[演習課題]
**A.** 書評によると、このシリーズは全何冊で構成されていますか。
**B.** 書評のうち、「とは言えシリーズ全体の特色についても少し言及しておきたい。」という語句を含む箇所から書き始め、「と良いのではないかとも思う。」で終わる部分を一字一句違えずに書き写してください。

[対象本文]

◆ ◆ ◆ ◆ ◆

読んだ本 笠原十九司『ファミリー版世界と日本の歴史9 現代1 戦争と平和』

 12冊からなるシリーズの全巻を読み切った訳ではない私にとって、この巻自体の特色とシリーズ全体の特徴とを分けて取り上げることは困難であるから、基本的に本巻を単独の対象として記述することを断わっておきたい。
 
 とは言えシリーズ全体の特色についても少し言及しておきたい。
 まず本としての構成それ自体の特色として、イラストを多用しルビを振って小学校高学年から中学生ぐらいの「子ども」にも充分読めるようになっている*1。ただし内容を子供向けの単なる概説書と見て取ってはいけない。高校生向けの日本史と世界史の内容を薄めて記述したものではなく*2、学校教育上の学習指導要領や教科書などの枠からは完全に離れた独自の内容で書かれており、高校生から大学生、いや「大人」が充分に読める内容になっている。「子ども版」ではなく敢えてファミリー版と名付けられている意図もその辺りの特色にあるのではないだろうか。
 そして「世界と日本の歴史」であり、西洋史東洋史の組み合わせではなく日本史を含んだ世界史を構想している*3
 
 それだけにいくら「読みやすい」からと言って内容的には単純に「子ども」向けとしてのみも捉えられないので、どうもいきなり小中学生にこの本を薦めても、という気もしてしまう。世界史を習っている高校生くらいが適当ではないかという気もするのだが、例えば漫画版の世界の歴史や日本の歴史などを読んでいる小中学生に同時に読んでもらうと良いのではないかとも思う。

◆ ◆ ◆ ◆ ◆

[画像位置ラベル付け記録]

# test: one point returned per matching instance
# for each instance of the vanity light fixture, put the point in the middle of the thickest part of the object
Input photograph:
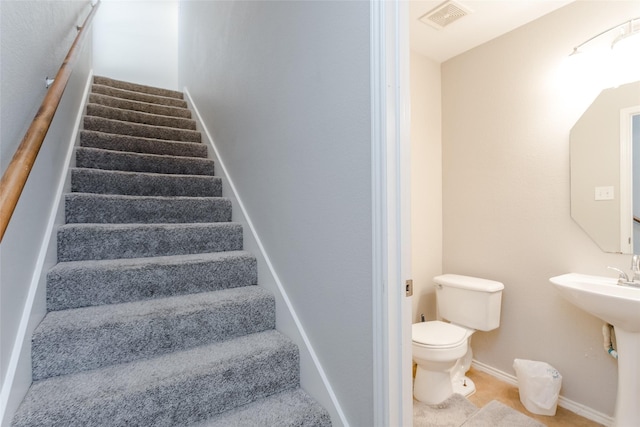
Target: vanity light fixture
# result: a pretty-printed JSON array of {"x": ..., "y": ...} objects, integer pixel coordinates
[
  {"x": 621, "y": 34},
  {"x": 608, "y": 59}
]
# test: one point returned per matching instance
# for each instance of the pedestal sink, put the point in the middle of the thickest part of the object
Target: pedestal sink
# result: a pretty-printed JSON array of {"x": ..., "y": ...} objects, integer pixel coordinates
[{"x": 620, "y": 306}]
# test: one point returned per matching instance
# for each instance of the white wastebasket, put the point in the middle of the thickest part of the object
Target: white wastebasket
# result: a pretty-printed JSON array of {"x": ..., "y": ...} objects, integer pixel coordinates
[{"x": 539, "y": 384}]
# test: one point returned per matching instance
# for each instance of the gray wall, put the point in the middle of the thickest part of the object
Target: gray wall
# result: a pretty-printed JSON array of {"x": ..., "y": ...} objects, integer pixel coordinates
[
  {"x": 284, "y": 88},
  {"x": 35, "y": 38},
  {"x": 507, "y": 114}
]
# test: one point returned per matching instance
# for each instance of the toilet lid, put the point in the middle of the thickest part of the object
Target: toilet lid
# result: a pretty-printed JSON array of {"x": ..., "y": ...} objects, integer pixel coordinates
[{"x": 438, "y": 334}]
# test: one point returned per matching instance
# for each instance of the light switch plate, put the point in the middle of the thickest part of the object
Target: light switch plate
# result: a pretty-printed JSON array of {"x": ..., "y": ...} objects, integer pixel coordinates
[{"x": 604, "y": 193}]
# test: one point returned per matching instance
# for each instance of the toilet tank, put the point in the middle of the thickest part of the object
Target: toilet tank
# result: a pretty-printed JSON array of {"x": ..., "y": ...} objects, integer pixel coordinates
[{"x": 469, "y": 301}]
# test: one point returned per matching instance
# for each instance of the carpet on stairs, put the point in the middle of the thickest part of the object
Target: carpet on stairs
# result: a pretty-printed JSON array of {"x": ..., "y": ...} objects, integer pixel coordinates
[{"x": 155, "y": 316}]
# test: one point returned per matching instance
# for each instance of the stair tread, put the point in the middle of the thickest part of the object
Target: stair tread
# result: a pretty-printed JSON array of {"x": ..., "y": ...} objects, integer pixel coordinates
[
  {"x": 286, "y": 409},
  {"x": 139, "y": 144},
  {"x": 74, "y": 340},
  {"x": 75, "y": 284},
  {"x": 106, "y": 181},
  {"x": 138, "y": 96},
  {"x": 129, "y": 104},
  {"x": 140, "y": 117},
  {"x": 118, "y": 208},
  {"x": 98, "y": 158},
  {"x": 181, "y": 387},
  {"x": 111, "y": 241},
  {"x": 137, "y": 87},
  {"x": 138, "y": 129}
]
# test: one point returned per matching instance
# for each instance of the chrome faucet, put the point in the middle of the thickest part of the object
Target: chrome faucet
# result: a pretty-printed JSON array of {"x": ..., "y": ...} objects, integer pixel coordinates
[
  {"x": 635, "y": 267},
  {"x": 623, "y": 278}
]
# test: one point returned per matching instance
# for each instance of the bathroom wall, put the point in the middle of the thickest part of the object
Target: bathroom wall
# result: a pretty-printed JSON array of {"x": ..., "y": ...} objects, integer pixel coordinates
[
  {"x": 426, "y": 183},
  {"x": 507, "y": 113}
]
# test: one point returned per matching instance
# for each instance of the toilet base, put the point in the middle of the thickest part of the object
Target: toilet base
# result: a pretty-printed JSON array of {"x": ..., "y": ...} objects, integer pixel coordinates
[{"x": 464, "y": 386}]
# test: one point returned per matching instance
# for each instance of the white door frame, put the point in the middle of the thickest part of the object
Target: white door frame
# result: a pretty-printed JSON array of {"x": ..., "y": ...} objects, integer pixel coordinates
[
  {"x": 393, "y": 397},
  {"x": 626, "y": 179}
]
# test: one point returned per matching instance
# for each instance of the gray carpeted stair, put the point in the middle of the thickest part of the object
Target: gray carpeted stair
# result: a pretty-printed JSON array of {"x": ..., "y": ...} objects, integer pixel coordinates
[
  {"x": 76, "y": 284},
  {"x": 117, "y": 209},
  {"x": 154, "y": 317},
  {"x": 146, "y": 107},
  {"x": 77, "y": 242},
  {"x": 115, "y": 142},
  {"x": 100, "y": 181}
]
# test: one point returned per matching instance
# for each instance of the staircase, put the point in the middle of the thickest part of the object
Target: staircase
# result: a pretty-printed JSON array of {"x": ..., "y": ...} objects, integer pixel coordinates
[{"x": 154, "y": 316}]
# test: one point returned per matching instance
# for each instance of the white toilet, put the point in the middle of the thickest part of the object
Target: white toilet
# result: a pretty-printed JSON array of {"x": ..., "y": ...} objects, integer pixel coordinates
[{"x": 442, "y": 348}]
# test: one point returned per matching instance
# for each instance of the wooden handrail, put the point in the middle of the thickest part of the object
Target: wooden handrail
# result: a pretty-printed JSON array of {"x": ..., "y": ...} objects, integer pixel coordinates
[{"x": 15, "y": 177}]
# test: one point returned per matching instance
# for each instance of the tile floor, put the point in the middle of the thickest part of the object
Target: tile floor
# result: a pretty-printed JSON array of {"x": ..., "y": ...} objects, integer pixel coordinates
[{"x": 490, "y": 388}]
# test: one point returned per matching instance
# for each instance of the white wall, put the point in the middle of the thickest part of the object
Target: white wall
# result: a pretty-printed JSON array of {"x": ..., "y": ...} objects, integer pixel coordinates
[
  {"x": 137, "y": 41},
  {"x": 506, "y": 123},
  {"x": 35, "y": 38},
  {"x": 426, "y": 183},
  {"x": 284, "y": 89}
]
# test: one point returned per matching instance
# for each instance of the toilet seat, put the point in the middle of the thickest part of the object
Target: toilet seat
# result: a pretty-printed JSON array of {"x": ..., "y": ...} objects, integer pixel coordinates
[{"x": 438, "y": 335}]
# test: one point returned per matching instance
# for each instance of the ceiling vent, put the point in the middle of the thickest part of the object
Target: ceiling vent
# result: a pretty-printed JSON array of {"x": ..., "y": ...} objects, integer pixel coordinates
[{"x": 444, "y": 14}]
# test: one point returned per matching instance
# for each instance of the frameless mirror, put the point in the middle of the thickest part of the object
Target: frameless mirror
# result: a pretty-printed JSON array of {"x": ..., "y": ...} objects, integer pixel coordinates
[{"x": 605, "y": 174}]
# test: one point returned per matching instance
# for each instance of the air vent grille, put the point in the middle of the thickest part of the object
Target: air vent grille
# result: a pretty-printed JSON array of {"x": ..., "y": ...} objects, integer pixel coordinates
[{"x": 444, "y": 14}]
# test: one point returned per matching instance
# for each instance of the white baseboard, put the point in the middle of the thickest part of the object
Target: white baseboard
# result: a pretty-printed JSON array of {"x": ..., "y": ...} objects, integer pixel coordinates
[
  {"x": 318, "y": 379},
  {"x": 563, "y": 402}
]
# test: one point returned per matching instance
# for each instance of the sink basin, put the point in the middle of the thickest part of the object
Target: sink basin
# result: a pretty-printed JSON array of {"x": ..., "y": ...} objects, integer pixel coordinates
[
  {"x": 619, "y": 306},
  {"x": 603, "y": 298}
]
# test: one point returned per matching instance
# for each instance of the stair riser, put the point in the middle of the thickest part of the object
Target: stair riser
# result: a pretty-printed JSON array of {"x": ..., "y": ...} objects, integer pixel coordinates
[
  {"x": 137, "y": 96},
  {"x": 113, "y": 282},
  {"x": 119, "y": 84},
  {"x": 145, "y": 107},
  {"x": 108, "y": 141},
  {"x": 85, "y": 242},
  {"x": 71, "y": 341},
  {"x": 110, "y": 209},
  {"x": 130, "y": 162},
  {"x": 101, "y": 124},
  {"x": 142, "y": 184},
  {"x": 97, "y": 110}
]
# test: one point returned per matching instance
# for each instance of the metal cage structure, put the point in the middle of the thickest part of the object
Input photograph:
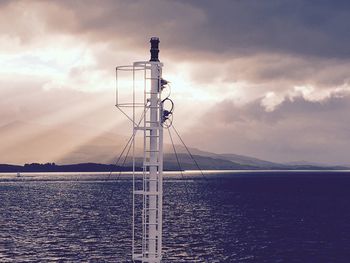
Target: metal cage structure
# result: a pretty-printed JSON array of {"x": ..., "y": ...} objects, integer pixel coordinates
[{"x": 147, "y": 196}]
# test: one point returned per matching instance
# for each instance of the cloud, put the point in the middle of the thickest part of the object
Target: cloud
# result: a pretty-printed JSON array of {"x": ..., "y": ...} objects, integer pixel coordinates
[
  {"x": 260, "y": 71},
  {"x": 296, "y": 130}
]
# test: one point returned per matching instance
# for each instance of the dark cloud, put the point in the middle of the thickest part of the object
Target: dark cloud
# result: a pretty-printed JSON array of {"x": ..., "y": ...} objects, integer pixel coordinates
[{"x": 312, "y": 28}]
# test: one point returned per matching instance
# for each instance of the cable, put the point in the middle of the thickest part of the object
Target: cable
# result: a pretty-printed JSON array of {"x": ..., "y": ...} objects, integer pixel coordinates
[
  {"x": 190, "y": 154},
  {"x": 129, "y": 141}
]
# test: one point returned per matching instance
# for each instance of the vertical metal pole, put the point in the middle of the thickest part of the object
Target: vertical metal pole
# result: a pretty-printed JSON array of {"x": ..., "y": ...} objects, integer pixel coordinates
[{"x": 154, "y": 152}]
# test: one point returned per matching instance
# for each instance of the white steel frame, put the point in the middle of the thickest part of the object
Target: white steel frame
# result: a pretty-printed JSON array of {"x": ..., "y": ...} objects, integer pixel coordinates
[{"x": 147, "y": 238}]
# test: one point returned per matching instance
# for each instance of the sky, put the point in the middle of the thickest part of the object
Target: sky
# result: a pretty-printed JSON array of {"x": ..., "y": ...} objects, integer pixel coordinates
[{"x": 268, "y": 79}]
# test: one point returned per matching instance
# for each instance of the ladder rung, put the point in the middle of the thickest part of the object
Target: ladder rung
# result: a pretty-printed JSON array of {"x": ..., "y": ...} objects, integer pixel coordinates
[
  {"x": 151, "y": 163},
  {"x": 152, "y": 107},
  {"x": 145, "y": 192},
  {"x": 147, "y": 128}
]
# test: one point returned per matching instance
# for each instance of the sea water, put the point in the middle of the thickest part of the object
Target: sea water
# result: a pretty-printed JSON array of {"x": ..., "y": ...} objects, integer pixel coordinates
[{"x": 244, "y": 216}]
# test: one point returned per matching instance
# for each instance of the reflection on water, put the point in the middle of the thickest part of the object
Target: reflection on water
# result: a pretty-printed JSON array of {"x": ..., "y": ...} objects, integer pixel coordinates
[{"x": 236, "y": 217}]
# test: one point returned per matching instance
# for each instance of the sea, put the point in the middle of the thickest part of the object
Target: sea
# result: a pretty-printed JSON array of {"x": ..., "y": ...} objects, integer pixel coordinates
[{"x": 218, "y": 216}]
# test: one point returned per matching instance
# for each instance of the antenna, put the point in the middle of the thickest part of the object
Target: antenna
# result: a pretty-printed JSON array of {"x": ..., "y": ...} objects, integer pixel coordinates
[{"x": 148, "y": 190}]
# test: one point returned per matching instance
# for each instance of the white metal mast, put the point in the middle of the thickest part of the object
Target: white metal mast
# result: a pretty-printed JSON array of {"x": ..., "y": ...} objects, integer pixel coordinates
[{"x": 148, "y": 192}]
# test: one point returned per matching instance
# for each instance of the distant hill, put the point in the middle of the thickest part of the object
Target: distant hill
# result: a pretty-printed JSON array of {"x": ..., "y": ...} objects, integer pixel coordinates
[
  {"x": 52, "y": 167},
  {"x": 74, "y": 144}
]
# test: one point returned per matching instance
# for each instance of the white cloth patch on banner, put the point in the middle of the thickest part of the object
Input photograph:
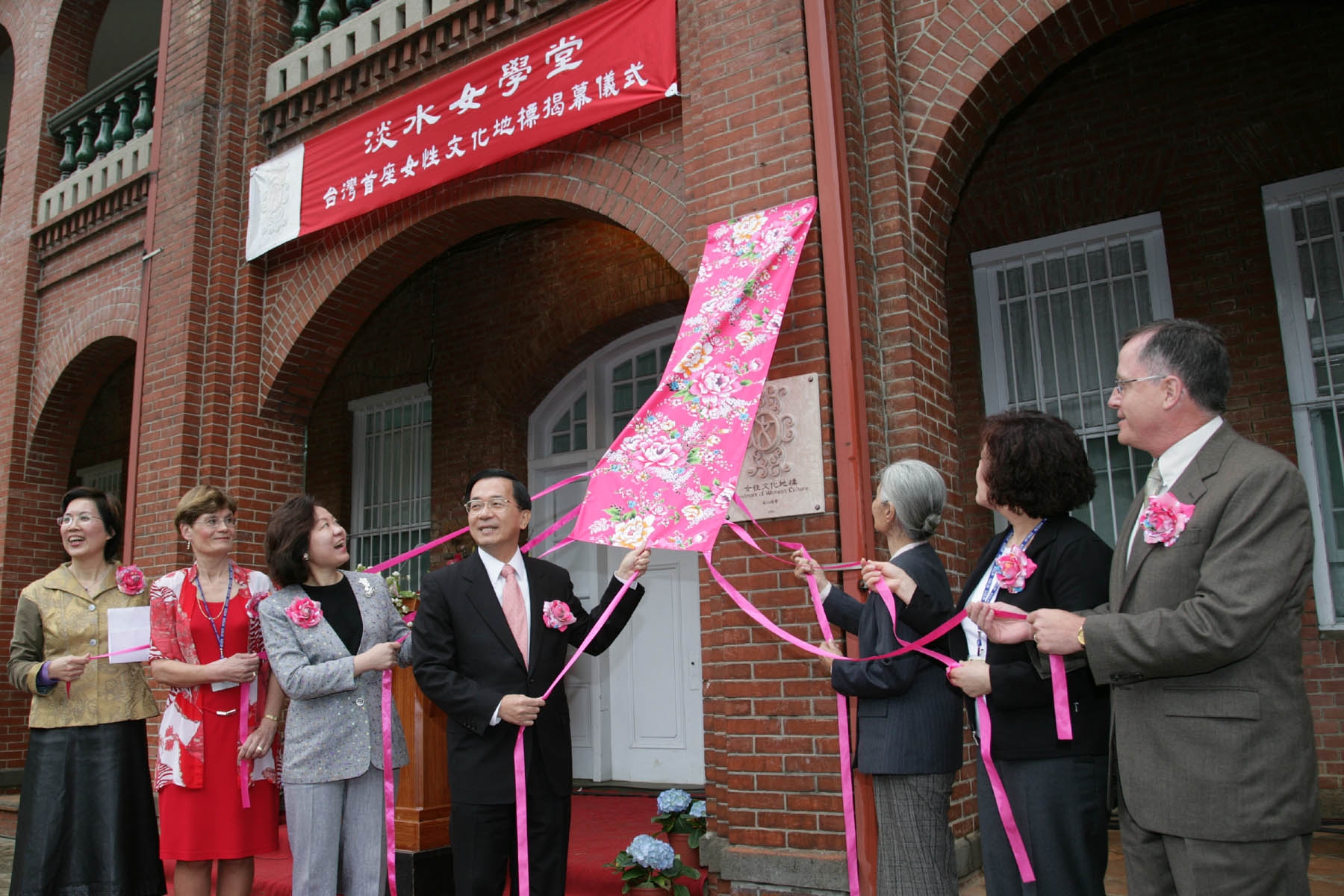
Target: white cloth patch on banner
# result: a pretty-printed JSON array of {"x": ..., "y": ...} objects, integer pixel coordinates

◆ ◆ ◆ ◆ ◆

[解答]
**A.** 全12冊です。

**B.**
とは言えシリーズ全体の特色についても少し言及しておきたい。
 まず本としての構成それ自体の特色として、イラストを多用しルビを振って小学校高学年から中学生ぐらいの「子ども」にも充分読めるようになっている*1。ただし内容を子供向けの単なる概説書と見て取ってはいけない。高校生向けの日本史と世界史の内容を薄めて記述したものではなく*2、学校教育上の学習指導要領や教科書などの枠からは完全に離れた独自の内容で書かれており、高校生から大学生、いや「大人」が充分に読める内容になっている。「子ども版」ではなく敢えてファミリー版と名付けられている意図もその辺りの特色にあるのではないだろうか。
 そして「世界と日本の歴史」であり、西洋史東洋史の組み合わせではなく日本史を含んだ世界史を構想している*3
 
 それだけにいくら「読みやすい」からと言って内容的には単純に「子ども」向けとしてのみも捉えられないので、どうもいきなり小中学生にこの本を薦めても、という気もしてしまう。世界史を習っている高校生くらいが適当ではないかという気もするのだが、例えば漫画版の世界の歴史や日本の歴史などを読んでいる小中学生に同時に読んでもらうと良いのではないかとも思う。